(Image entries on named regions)

________________________________________

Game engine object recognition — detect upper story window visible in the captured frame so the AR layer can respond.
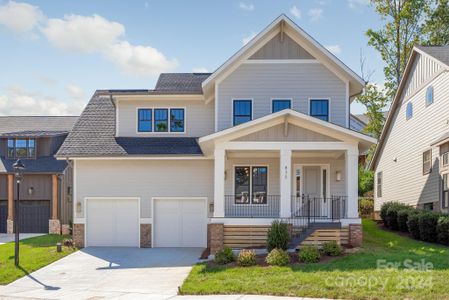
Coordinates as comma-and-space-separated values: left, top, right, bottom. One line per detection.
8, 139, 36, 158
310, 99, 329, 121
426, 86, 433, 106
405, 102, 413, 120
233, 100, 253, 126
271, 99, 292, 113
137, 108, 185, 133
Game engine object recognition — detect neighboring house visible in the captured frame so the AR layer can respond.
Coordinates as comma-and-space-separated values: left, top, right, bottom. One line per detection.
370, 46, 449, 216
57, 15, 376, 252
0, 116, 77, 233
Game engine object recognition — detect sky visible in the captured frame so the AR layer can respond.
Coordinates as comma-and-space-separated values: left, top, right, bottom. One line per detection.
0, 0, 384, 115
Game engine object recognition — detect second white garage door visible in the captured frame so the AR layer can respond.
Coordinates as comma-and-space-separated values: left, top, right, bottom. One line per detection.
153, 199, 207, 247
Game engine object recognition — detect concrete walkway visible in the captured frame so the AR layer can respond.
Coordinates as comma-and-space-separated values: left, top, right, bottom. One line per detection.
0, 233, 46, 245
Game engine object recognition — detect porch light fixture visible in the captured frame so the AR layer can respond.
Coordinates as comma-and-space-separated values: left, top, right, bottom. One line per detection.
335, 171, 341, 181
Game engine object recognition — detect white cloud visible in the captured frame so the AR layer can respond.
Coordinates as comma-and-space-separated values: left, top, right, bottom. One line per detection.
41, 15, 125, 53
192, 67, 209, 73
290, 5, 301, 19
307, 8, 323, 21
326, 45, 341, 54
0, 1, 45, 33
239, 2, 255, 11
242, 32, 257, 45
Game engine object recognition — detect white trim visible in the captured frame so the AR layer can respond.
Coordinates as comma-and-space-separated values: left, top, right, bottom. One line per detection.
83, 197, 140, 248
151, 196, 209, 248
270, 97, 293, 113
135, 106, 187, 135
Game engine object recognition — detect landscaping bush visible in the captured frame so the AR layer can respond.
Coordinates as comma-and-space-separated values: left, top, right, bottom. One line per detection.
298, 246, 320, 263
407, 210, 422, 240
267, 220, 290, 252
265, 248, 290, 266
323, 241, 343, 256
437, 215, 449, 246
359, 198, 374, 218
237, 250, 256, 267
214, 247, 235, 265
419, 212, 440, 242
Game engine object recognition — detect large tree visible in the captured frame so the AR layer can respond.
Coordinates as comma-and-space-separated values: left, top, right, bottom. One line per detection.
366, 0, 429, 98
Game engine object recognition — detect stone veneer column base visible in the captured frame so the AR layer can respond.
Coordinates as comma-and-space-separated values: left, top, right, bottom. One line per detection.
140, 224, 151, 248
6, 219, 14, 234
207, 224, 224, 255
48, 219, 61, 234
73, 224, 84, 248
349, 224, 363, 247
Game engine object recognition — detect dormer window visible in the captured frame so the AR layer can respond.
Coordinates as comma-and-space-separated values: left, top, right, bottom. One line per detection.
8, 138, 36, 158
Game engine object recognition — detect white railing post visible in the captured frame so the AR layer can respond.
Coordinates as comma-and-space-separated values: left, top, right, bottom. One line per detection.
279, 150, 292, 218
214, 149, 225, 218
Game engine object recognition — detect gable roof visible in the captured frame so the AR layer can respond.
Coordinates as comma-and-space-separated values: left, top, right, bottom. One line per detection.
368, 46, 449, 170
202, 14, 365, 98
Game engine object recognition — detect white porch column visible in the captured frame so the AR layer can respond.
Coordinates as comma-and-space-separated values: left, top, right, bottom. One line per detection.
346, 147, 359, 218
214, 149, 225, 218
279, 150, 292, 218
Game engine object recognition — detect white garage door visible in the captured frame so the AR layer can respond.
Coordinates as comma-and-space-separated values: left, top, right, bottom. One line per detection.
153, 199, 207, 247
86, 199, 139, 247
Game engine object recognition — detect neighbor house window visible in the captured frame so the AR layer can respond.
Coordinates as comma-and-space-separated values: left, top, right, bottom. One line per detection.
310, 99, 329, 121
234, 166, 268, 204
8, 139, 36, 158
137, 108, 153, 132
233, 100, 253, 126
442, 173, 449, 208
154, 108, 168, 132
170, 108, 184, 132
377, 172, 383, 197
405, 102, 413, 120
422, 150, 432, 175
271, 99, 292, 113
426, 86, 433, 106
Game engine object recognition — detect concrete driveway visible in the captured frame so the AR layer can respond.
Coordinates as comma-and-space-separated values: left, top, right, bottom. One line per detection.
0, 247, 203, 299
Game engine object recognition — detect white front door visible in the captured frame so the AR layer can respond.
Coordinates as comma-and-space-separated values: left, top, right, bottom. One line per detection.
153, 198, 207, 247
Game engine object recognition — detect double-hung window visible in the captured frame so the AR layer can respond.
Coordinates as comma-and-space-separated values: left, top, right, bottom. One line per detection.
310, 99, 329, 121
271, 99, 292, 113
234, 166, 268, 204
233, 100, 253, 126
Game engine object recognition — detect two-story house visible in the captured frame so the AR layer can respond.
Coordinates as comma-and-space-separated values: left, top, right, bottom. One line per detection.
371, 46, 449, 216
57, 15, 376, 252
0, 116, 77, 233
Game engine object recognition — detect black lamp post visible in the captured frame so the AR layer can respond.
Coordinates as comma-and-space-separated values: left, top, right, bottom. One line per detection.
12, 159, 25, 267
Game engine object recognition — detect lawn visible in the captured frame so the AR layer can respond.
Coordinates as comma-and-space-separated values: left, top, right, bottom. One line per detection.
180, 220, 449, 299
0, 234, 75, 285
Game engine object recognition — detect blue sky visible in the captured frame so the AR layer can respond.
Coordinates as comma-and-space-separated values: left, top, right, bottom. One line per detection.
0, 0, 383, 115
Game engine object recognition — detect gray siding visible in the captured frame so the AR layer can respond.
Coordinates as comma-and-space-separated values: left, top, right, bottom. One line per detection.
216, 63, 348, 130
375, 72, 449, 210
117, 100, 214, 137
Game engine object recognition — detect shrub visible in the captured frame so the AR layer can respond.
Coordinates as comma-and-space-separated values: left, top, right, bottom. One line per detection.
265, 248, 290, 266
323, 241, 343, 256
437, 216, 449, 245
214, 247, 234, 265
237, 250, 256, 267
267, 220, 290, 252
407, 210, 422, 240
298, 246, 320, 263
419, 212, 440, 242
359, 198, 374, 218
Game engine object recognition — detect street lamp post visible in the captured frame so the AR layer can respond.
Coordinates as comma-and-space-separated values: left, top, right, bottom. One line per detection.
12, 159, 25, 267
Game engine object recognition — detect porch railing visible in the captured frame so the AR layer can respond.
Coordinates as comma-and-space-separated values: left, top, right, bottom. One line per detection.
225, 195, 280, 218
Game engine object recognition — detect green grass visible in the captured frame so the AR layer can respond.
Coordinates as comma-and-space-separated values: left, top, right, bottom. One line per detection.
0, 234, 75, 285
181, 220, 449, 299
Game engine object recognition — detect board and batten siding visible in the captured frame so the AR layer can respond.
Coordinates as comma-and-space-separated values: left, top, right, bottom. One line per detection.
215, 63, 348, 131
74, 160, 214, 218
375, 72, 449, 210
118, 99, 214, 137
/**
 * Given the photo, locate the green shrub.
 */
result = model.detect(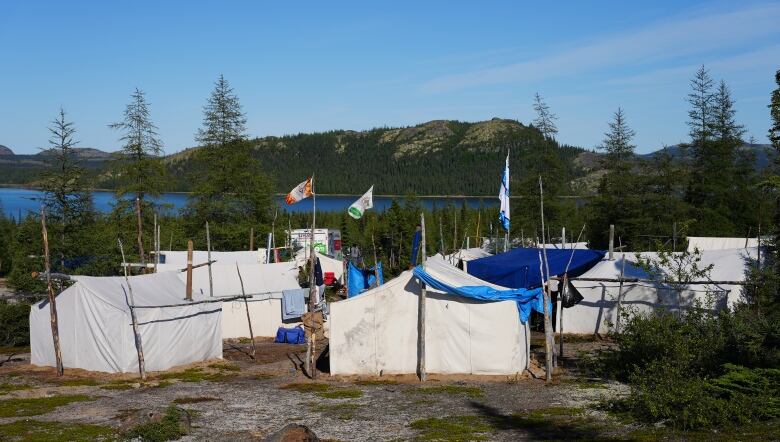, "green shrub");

________________________________________

EXERCISE DESCRIPTION
Please write out again the records between the lines holding "Game engine object recognition — detect white trim" and "8, 138, 36, 158", inclusive, keeping every request line unchanged. Shift each coordinate in the answers by adding 104 to it.

TASK SOLUTION
Game engine object recognition — detect white trim visible in the captured frame so the AR layer can respond.
Coordinates as comma-and-space-separated values: left, top, right, bottom. One line per detection.
187, 301, 244, 352
255, 300, 313, 352
374, 201, 397, 217
239, 210, 291, 239
Game engine object recognition — detect landscaping bush visible in the captured frame so the AR layer can respond.
Coordinates as comma-and-space-separated values: left, top, right, bottom. One line per detection.
402, 350, 424, 367
511, 314, 526, 344
371, 324, 394, 356
369, 352, 394, 370
427, 345, 447, 360
541, 319, 553, 350
463, 302, 478, 322
341, 354, 360, 371
318, 351, 339, 369
523, 316, 544, 346
Game engine object recognition — detect large tree visible in the captured frame so the AR layer can respond.
Coordinates as comma-and-space-separated values: left, top, right, bottom. One line per detection.
470, 104, 533, 202
Game engine object recognition — detect stone veneer column base visible in the captured frame so the AR layer can respond.
Coordinates as comma-and-space-separated values: left, top, right, bottom. One line per detection.
244, 328, 255, 352
110, 323, 118, 338
311, 328, 328, 359
152, 323, 165, 338
177, 328, 188, 352
453, 328, 467, 351
Game engine object recognition — detect dormer window visible in the captured frame so the AR layer can respond.
Coordinates as comma-and-space-separated values: left, top, right, bottom. One line per detection.
112, 242, 140, 262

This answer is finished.